- WRITTEN PROBLEM -
Nothing other than the lines from the one containing "I would appreciate it if you could identify the fallen" through the close of the entries below should be printed, each exactly.

- ROWS -

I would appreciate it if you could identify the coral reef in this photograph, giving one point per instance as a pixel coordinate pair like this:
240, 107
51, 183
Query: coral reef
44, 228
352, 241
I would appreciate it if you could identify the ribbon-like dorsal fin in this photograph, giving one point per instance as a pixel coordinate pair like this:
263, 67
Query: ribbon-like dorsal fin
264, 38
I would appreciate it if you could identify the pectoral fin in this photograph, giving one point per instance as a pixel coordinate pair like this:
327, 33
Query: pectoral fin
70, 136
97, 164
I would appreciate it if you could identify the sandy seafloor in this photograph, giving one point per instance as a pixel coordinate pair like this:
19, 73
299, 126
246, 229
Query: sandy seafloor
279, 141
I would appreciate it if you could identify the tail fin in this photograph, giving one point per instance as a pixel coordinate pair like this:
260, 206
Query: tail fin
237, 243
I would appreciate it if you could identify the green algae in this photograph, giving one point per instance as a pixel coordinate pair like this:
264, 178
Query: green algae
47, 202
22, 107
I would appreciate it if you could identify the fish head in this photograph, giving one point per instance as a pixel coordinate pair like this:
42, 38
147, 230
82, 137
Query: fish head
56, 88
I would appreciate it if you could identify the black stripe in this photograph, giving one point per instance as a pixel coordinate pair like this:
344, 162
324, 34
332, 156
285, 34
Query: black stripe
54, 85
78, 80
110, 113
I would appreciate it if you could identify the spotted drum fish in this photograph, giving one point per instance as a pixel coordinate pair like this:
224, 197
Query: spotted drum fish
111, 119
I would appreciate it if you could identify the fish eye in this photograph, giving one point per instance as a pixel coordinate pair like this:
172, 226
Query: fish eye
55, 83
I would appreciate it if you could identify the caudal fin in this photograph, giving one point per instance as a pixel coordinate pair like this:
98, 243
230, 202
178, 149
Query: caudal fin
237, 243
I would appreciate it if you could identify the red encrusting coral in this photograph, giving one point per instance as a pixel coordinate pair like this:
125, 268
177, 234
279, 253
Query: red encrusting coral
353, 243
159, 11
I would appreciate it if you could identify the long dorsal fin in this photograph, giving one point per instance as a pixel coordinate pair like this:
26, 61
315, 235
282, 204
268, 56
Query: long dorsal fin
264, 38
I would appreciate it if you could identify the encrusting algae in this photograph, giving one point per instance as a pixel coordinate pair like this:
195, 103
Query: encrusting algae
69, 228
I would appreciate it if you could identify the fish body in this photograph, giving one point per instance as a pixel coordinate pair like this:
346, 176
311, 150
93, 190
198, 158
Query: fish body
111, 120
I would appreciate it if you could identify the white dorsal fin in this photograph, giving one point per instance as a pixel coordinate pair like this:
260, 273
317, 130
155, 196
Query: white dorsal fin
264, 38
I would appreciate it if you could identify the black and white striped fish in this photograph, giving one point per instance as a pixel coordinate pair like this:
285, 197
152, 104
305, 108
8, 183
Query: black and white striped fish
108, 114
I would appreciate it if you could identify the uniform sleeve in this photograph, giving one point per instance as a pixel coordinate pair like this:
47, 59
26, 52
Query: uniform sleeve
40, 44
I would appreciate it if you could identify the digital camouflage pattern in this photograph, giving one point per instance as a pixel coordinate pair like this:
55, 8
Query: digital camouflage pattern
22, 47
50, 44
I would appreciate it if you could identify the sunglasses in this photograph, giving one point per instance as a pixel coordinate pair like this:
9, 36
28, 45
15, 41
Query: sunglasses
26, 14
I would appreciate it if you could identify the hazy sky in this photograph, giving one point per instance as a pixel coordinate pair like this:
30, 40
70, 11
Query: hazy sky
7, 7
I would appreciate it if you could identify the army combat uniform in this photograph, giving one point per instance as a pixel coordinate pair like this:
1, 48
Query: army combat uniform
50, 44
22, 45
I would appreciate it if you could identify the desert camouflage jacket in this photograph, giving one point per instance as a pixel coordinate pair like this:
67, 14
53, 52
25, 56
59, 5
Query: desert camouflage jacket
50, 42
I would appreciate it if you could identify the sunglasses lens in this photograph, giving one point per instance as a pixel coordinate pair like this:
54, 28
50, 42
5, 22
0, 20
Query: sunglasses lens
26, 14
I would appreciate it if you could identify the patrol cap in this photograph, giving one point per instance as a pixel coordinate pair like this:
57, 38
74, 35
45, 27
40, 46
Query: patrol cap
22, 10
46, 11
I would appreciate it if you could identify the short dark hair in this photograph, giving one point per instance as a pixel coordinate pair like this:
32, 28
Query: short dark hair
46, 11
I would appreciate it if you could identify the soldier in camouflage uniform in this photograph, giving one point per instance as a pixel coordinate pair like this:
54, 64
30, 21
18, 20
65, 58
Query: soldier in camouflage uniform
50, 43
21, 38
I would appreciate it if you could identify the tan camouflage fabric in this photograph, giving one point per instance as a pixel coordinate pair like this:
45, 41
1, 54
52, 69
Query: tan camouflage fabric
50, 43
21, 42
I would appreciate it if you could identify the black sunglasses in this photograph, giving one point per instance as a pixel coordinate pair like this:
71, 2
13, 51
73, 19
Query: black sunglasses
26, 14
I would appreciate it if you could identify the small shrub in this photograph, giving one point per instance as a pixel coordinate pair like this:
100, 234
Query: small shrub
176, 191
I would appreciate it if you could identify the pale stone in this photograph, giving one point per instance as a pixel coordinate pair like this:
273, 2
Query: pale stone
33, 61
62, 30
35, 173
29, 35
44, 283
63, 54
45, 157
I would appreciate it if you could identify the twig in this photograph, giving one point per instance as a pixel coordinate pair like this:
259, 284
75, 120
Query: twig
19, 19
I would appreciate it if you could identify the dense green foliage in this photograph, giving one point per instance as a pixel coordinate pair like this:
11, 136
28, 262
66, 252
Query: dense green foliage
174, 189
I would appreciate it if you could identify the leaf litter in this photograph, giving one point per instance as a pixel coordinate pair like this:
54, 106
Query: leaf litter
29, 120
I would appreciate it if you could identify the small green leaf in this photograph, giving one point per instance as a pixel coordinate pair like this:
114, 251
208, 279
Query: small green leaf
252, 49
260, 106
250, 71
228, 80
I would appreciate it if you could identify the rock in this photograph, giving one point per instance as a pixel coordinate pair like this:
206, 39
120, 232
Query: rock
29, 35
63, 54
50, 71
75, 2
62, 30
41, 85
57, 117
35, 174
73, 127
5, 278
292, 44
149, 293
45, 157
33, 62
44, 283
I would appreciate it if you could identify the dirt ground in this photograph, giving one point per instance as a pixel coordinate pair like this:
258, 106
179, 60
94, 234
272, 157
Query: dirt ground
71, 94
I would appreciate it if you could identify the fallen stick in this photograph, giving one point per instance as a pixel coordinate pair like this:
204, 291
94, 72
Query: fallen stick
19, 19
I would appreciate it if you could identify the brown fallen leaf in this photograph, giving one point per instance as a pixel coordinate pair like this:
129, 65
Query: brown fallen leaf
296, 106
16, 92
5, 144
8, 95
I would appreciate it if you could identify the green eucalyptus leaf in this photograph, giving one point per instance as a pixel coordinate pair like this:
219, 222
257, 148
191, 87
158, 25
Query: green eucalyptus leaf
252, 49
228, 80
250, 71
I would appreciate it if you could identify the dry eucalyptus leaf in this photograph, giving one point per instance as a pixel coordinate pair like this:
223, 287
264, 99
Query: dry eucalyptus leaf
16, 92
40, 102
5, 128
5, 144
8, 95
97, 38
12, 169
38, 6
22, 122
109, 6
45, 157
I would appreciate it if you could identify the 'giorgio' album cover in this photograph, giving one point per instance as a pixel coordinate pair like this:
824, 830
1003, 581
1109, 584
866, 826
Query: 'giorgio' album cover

- SOLUTION -
I would appreciate it if you could identify the fallen stick in this photograph, giving one point per instance as a pixel coordinate pair like this:
204, 291
94, 72
Query: fallen stick
19, 19
I would appreciate it if you could identify the brown fallen leaf in this photograph, giving one point per instance as a pixel coordinate pair like this:
129, 65
Query: brown fallen leaf
296, 106
16, 92
5, 144
8, 95
I would appreciate it if you could identify the green eucalyptus leaf in this photograph, giving one point per instance as a pixel coordinate pair like this:
219, 222
257, 148
191, 87
158, 25
Query: green eucalyptus leaf
252, 49
228, 80
250, 71
I would appreciate it if you could identify the dry eucalyptus leaf in this photograph, giving one point per instance as a pixel coordinate pair like this:
223, 287
264, 99
Query: dry eucalyptus leaf
16, 92
40, 102
5, 128
5, 144
8, 95
97, 38
12, 169
38, 6
22, 122
109, 6
45, 157
I would appreciate it if you could identify the 'giorgio' album cover in this photograph, giving one point per instance as a pixel coordinate pair like this:
824, 830
1003, 581
1109, 584
866, 826
Query: 'giorgio' album cover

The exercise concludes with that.